EXCERPT TO READ:
The Hartford is an insurance company committed to making a difference and helping others achieve their goals. They are seeking a Cloud Reliability Engineering Lead to drive the reliability, scalability, and performance of API Hosting Platforms across multiple cloud providers, while building a team to ensure secure and continuously available Cloud API Platforms.
Responsibilities:
- Lead the design and implementation of reliability strategies across the API hosting platform, including availability, performance, capacity planning, and operational readiness
- Define and enforce reliability standards, SLIs/SLOs, and error budgets for platform services and customer-facing APIs
- Oversee incident management, ensuring strong triage, root-cause analysis, and preventive action development for Platform issues
- Drive automation to reduce manual operations, improve deployment safety, and strengthen platform secure baselines
- Establish and maintain robust observability practices, including logging, metrics, tracing, and synthetic monitoring
- Build and Lead a team of reliability engineers, providing mentorship, coaching, and technical direction
- Work with application owners to prioritize reliability-focused backlog items and improve platform health over time
- Identify and implement cost savings opportunities
- Serve as a subject‑matter expert for reliability engineering best practices across the organization
- Collaborate with security teams to ensure platform compliance with enterprise security standards
- Integrate security practices into CI/CD workflows and platform architecture
- Participate in risk assessments, audits, and compliance reviews for API platform services
- Advocate for modern reliability practices (e.g., chaos engineering, resilience testing, auto‑remediation)

DATASET ENTRIES:
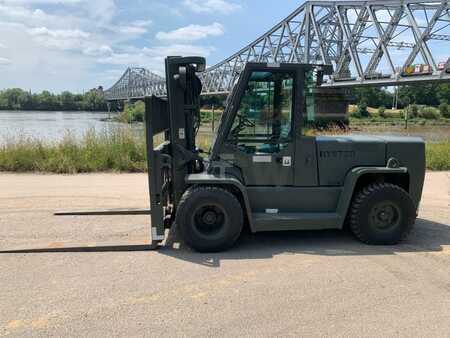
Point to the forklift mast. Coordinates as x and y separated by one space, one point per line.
177 117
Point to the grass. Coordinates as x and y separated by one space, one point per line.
119 150
438 156
111 150
425 115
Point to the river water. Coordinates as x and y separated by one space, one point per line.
53 126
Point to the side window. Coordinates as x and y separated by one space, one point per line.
263 123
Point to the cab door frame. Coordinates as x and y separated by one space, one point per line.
262 169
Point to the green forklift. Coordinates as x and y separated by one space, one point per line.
264 171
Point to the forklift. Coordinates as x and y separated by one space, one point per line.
264 171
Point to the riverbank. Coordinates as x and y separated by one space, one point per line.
118 150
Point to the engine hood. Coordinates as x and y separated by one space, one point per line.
338 154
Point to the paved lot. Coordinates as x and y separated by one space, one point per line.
92 276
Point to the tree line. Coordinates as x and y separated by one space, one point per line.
427 94
18 99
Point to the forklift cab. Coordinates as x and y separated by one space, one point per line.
261 132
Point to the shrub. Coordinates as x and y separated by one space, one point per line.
444 110
362 110
438 156
412 110
133 113
429 113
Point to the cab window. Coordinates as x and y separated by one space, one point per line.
263 123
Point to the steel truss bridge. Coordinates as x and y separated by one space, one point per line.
366 42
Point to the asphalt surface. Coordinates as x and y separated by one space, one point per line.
93 276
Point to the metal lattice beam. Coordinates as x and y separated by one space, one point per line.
366 42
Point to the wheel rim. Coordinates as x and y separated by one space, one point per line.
209 220
385 216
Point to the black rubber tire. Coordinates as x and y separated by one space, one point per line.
230 228
364 205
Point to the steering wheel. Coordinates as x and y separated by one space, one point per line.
243 122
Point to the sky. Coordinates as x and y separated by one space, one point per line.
76 45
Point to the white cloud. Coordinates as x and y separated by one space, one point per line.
192 33
59 33
153 57
98 51
77 44
67 39
4 61
212 6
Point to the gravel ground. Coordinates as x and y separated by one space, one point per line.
93 277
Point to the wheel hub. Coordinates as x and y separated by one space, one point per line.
384 216
209 217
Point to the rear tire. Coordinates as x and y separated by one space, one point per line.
210 219
382 214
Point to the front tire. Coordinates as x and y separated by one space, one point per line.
210 219
382 214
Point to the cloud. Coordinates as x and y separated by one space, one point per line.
59 33
4 61
212 6
192 33
153 57
102 51
64 39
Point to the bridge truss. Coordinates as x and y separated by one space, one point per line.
366 42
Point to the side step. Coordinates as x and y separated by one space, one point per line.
114 212
296 221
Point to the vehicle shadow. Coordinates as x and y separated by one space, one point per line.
427 236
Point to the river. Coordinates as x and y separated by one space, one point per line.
52 126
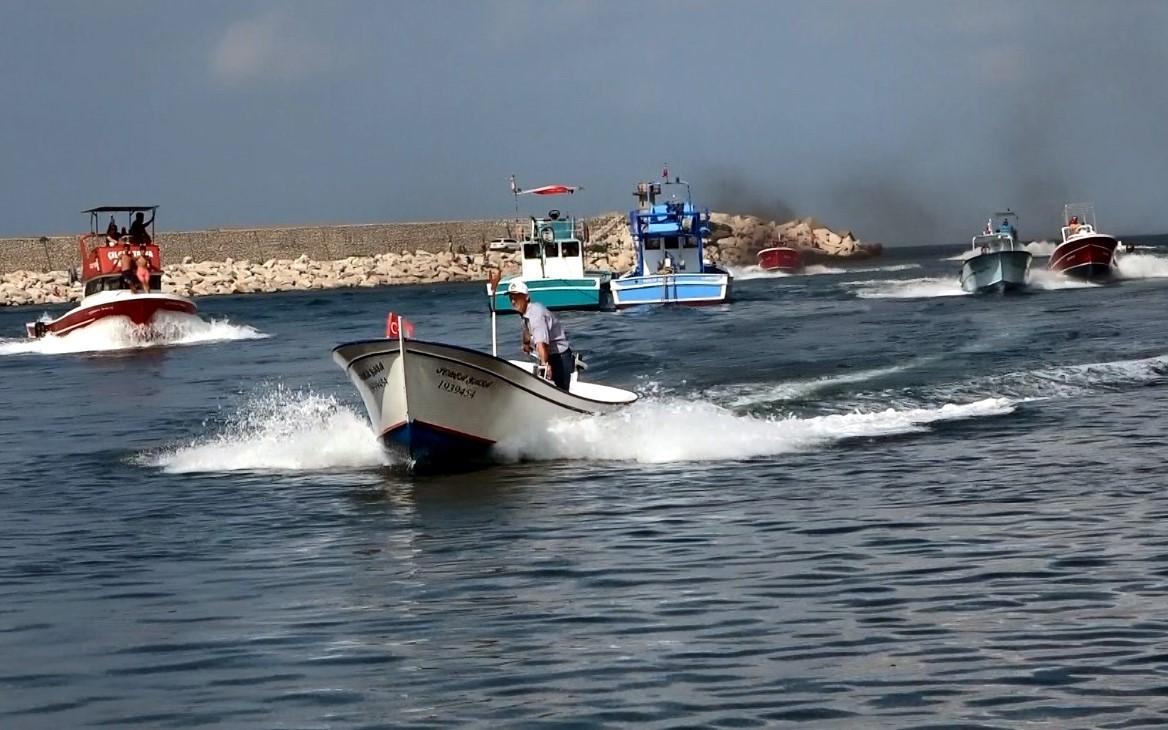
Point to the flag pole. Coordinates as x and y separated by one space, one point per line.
492 287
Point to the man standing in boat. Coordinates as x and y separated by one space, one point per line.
543 334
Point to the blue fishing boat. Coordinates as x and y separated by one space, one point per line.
671 262
553 261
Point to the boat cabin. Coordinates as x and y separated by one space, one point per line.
668 235
988 243
554 248
1007 223
104 245
1000 234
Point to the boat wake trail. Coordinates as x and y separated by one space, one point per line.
118 333
1038 384
664 430
279 431
751 395
908 289
1048 279
1142 266
745 273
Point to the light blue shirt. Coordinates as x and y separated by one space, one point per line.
546 327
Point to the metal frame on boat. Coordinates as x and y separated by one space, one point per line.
998 262
1084 252
553 259
671 259
104 293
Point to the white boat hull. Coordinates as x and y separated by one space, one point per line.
996 271
445 407
139 308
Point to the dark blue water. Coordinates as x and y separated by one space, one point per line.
852 499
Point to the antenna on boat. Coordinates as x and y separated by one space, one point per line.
492 290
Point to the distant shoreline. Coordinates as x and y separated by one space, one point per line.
291 258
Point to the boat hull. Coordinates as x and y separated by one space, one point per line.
1085 257
445 408
996 271
780 258
138 308
586 293
687 289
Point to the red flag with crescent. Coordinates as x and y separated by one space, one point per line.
395 325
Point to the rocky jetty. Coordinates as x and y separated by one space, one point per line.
734 241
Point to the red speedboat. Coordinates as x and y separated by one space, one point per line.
105 290
1084 254
780 258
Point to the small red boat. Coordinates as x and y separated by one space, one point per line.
106 290
1084 252
780 258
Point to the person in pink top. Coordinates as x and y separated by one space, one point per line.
144 272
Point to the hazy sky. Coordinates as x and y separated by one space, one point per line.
904 120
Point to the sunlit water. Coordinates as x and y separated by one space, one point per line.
856 498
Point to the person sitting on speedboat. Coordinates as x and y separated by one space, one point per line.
129 276
666 264
138 231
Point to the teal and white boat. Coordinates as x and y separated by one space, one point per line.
553 262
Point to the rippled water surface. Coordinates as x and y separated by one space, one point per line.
852 499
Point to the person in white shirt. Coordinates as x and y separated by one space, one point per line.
543 334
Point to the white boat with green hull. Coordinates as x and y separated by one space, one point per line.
553 261
996 262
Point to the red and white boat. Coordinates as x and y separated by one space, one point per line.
780 258
1084 254
105 291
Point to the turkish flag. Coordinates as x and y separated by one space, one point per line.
395 326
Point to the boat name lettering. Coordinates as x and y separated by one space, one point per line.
459 390
463 377
374 369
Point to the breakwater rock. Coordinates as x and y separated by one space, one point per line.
734 241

TASK DESCRIPTION:
Answer these questions using the job posting above.
1. What kind of company does the job posting say The Hartford is?
2. Which four observability practices does the job posting name?
3. What examples of modern reliability practices does the job posting give?

FINISHED ANSWER:
1. An insurance company.
2. Logging, metrics, tracing, and synthetic monitoring.
3. Chaos engineering, resilience testing, and auto-remediation.